• **Exercise requirements**
[A] In the passage on image searching, what keyword is suggested for finding images of sadness?
[B] Which objects does the passage on image searching give as examples of things that are included in the descriptions?
[C] In the passage on image searching, rewrite the part that opens with the words "Finding the right" and closes with "aided the searching.", replacing "nerves" with "patience".

[START OF Passage provided]

A bread or a coffee or a hymnal or a tombstone are examples of those that are included in the descriptions. But if you think about things like bravery, or fear or sadness or joy, that are very contextual and qualitative concepts [...] In this type of material that was strictly guided by the propaganda organization [...] every sentence was looked at very closely. But if you search for an image about bravery or joy you need to go around and look from the viewpoint of a certain event or location. We know that at a certain time and in a certain place something meaningful for the war happened. Can we find images that were taken after this event that represent joy or sadness? Or can we find images of sadness by just using the keyword “funerals”? [P1]

Finding the right keywords took a lot of time and nerves from the users but during the process, they gained experience of the collection that aided the searching.

[END OF Passage provided]
[START OF Listed records]

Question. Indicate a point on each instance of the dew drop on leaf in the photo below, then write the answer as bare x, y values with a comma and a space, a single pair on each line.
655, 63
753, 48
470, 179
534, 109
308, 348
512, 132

[END OF Listed records]

• **Answers to the tasks**
[A] "Funerals"

[B] A bread, a coffee, a hymnal, and a tombstone

[C]
Finding the right keywords took a lot of time and patience from the users but during the process, they gained experience of the collection that aided the searching.